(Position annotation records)
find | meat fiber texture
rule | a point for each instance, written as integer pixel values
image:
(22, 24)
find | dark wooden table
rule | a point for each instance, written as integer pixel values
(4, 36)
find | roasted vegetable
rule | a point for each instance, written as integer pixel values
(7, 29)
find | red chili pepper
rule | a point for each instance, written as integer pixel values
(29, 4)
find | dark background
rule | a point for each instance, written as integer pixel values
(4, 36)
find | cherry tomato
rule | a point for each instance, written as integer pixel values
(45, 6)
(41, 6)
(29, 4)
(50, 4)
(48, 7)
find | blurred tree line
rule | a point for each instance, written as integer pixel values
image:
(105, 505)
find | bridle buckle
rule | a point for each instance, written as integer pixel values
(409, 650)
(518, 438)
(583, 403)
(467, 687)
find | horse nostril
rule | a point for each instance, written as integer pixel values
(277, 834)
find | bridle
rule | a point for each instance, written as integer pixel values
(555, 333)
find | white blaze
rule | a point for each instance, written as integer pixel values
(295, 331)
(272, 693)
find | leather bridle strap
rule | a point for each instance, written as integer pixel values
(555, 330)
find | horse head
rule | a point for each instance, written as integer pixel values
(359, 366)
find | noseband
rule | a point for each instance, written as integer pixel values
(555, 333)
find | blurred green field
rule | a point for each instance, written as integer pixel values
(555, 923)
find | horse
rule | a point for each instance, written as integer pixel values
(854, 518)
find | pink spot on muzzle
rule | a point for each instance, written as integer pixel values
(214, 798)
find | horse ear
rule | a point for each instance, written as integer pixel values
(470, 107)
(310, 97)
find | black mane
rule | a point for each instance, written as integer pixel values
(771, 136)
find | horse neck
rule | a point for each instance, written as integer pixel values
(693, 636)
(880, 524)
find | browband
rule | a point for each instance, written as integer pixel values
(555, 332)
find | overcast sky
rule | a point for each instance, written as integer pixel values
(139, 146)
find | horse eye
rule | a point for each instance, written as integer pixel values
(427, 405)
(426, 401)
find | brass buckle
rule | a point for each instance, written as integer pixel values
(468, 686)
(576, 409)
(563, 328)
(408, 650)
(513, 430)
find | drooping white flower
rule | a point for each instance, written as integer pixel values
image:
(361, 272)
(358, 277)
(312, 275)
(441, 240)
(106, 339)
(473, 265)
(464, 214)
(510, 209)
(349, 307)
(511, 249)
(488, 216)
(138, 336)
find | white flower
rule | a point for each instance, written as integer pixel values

What the task requires: Write the data from above out again, exactly.

Exercise result:
find | meat fiber texture
rule | a point for each instance, written as integer pixel values
image:
(22, 24)
find | dark wooden table
rule | a point for each instance, written as integer pixel values
(4, 36)
find | roasted vegetable
rule | a point for each instance, written as integer pixel values
(7, 29)
find | red chili pepper
rule | a point for each instance, written as integer pixel values
(29, 4)
find | dark background
rule | a point for each instance, written as integer pixel values
(4, 36)
find | cherry tomato
rule | a point for each instance, written as integer pixel values
(45, 6)
(41, 6)
(29, 4)
(50, 4)
(48, 7)
find | blurred tree line
rule | a point for each instance, written as integer pixel values
image:
(105, 505)
find | bridle buckle
rule | a point for each instance, written as integer pixel values
(409, 650)
(518, 438)
(583, 403)
(467, 687)
find | horse nostril
rule | a point for each instance, written as integer pixel values
(277, 834)
find | bridle
rule | a point for each instance, written as integer pixel values
(555, 333)
find | white blaze
rule | a point for each instance, written as integer pixel values
(295, 331)
(272, 693)
find | leather bridle strap
rule | a point for each instance, written as integer pixel values
(555, 330)
find | horse head
rule | a point for each instance, written as integer pixel values
(359, 366)
find | noseband
rule | a point for each instance, written as integer pixel values
(555, 333)
find | blurred green field
rule | a point for each instance, written as integer pixel values
(555, 923)
find | horse
rule | a point for each instance, written as integer pixel values
(854, 518)
find | pink spot on muzzle
rule | a point for each instance, written as integer pixel values
(214, 798)
find | horse ear
rule | a point for each instance, written as integer pixel values
(470, 107)
(310, 97)
find | black mane
rule | a point for each instance, written as integer pixel values
(771, 136)
find | horse neck
rule | a point for each instance, written as integer pixel values
(693, 636)
(880, 524)
find | browband
rule | a point for each instance, written as integer pixel values
(555, 332)
find | overcast sky
rule | a point for each instance, written as integer pixel values
(139, 146)
find | horse eye
rule | a point for each instance, written as integer pixel values
(427, 405)
(426, 401)
find | brass buckle
rule | a point for each instance, written as integer pixel values
(468, 686)
(576, 409)
(563, 328)
(408, 650)
(513, 430)
find | drooping white flower
rule | a point for each instance, written as integer pixel values
image:
(361, 272)
(358, 277)
(312, 275)
(441, 240)
(106, 339)
(473, 265)
(464, 214)
(510, 209)
(349, 307)
(511, 249)
(488, 216)
(138, 336)
find | white flower
rule | a point for each instance, written as integer pixel values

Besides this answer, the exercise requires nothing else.